(Provided material Opens)

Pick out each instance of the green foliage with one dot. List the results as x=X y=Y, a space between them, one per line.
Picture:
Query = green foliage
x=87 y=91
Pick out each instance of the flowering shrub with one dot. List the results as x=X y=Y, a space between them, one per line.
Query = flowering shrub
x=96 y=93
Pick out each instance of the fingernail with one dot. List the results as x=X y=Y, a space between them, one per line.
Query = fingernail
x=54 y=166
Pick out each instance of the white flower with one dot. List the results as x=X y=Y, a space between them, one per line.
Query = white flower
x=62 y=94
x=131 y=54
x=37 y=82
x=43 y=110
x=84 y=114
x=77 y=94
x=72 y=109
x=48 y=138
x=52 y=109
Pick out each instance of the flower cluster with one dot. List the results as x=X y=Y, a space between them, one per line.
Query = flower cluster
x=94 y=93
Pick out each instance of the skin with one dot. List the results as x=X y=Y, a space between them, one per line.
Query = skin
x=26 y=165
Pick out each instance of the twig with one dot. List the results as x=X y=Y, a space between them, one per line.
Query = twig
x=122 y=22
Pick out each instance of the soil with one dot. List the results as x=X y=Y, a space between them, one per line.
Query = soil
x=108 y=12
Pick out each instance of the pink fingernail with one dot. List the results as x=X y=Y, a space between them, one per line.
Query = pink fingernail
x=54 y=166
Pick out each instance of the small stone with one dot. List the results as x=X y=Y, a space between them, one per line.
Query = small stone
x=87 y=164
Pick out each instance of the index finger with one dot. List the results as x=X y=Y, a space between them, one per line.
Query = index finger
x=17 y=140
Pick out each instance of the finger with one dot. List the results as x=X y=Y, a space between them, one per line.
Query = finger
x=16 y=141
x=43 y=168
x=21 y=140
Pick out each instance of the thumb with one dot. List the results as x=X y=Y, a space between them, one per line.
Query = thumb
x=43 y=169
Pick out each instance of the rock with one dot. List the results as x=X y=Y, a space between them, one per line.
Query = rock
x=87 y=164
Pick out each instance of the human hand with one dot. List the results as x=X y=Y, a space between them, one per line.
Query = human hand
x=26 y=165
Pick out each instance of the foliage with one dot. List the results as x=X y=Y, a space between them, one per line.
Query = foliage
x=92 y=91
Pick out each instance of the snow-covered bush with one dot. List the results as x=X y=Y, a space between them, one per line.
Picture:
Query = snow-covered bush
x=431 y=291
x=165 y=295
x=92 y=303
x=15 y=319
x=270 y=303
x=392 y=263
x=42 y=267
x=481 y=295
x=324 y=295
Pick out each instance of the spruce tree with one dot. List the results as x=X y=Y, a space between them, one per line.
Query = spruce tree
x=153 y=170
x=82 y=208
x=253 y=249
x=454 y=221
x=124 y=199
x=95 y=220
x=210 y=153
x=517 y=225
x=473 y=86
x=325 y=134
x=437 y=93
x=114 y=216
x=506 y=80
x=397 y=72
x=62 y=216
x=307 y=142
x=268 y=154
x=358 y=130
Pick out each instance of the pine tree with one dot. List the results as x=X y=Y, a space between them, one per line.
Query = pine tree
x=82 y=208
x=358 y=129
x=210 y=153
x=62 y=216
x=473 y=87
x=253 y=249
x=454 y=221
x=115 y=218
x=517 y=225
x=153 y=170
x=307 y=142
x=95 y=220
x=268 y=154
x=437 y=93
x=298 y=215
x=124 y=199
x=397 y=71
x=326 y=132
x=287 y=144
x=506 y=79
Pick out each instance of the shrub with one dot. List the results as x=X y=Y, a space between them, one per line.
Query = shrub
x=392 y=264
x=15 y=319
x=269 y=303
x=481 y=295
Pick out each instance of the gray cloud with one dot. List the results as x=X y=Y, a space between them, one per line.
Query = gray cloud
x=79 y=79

(Provided material Closes)

Work required: All of the data above should be reproduced exactly, with nothing left out.

Exercise answer:
Pick out each instance of the green foliage with one dot. List the results as x=X y=Y, a space between them, one per line.
Picture:
Query = green foliage
x=87 y=91
Pick out each instance of the flowering shrub with one dot. List the results as x=X y=Y, a space between them, one per line.
Query = flowering shrub
x=96 y=93
Pick out each instance of the fingernail with one dot. List the results as x=X y=Y, a space between them, one per line.
Query = fingernail
x=54 y=166
Pick out each instance of the white flower with one dot. List the results as x=X y=Y, a space between them, one per line.
Query = white flower
x=62 y=94
x=131 y=54
x=37 y=82
x=43 y=110
x=84 y=114
x=77 y=94
x=72 y=109
x=48 y=138
x=52 y=109
Pick out each instance of the flower cluster with one dot. List the results as x=X y=Y, a space between them, one per line.
Query = flower cluster
x=94 y=93
Pick out each instance of the skin with one dot. List the results as x=X y=Y, a space between them, one per line.
Query = skin
x=26 y=165
Pick out each instance of the twig with one dot. List the results as x=X y=Y, a space between them, one per line.
Query = twig
x=122 y=22
Pick out each instance of the soil with one dot. List the results as x=X y=Y, a space between them, one per line.
Query = soil
x=108 y=12
Pick out each instance of the pink fingernail with one dot. List the results as x=X y=Y, a space between them, one per line.
Query = pink fingernail
x=54 y=166
Pick out each instance of the small stone with one dot. List the results as x=X y=Y, a space between them, one per line.
Query = small stone
x=87 y=164
Pick out each instance of the index finger with one dot. List the results as x=X y=Y, a space between them, one per line.
Query = index finger
x=17 y=140
Pick out each instance of the finger with one dot. List the results as x=X y=Y, a space between them, one per line.
Query = finger
x=16 y=141
x=43 y=168
x=21 y=140
Pick out each instance of the thumb with one dot. List the results as x=X y=Y, a space between them, one per line.
Query = thumb
x=43 y=169
Pick out each instance of the rock with one dot. List the results as x=X y=Y, a space between them, one per line.
Query = rock
x=87 y=164
Pick out each instance of the human hand with one dot. List the results as x=X y=Y, a space between them, one per line.
Query = human hand
x=26 y=165
Pick out each instance of the foliage with one dot. List the results as x=X y=Y, a space between them, one per line.
Query = foliage
x=92 y=91
Pick out each instance of the snow-covered bush with one dot. List the results as x=X y=Y, a space between them, one per line.
Picture:
Query = snow-covered bush
x=431 y=291
x=165 y=295
x=92 y=303
x=15 y=319
x=270 y=303
x=392 y=263
x=42 y=267
x=481 y=295
x=324 y=295
Pick out each instance of the spruce tree with one dot. List the results as x=X y=Y, a space between them, one per line.
Query = spruce tree
x=153 y=170
x=82 y=208
x=253 y=249
x=454 y=221
x=124 y=199
x=95 y=220
x=210 y=153
x=517 y=225
x=473 y=86
x=325 y=134
x=437 y=93
x=114 y=216
x=506 y=80
x=397 y=72
x=62 y=216
x=307 y=142
x=268 y=154
x=358 y=130
Pick out each instance of the pine tree with one dot. List the results as x=X y=Y, a space between them, one per line.
Query = pine tree
x=82 y=208
x=358 y=129
x=210 y=153
x=62 y=216
x=473 y=87
x=253 y=249
x=454 y=221
x=115 y=218
x=517 y=225
x=153 y=170
x=307 y=142
x=95 y=220
x=268 y=154
x=437 y=93
x=298 y=215
x=124 y=199
x=397 y=71
x=326 y=132
x=287 y=144
x=506 y=79
Pick out each instance of the shrub with one dot. List the results as x=X y=Y, a space between them, one per line.
Query = shrub
x=392 y=264
x=15 y=319
x=269 y=303
x=481 y=295
Pick out each instance of the gray cloud with one dot. List the results as x=X y=Y, a space between them, one per line.
Query = gray cloud
x=79 y=79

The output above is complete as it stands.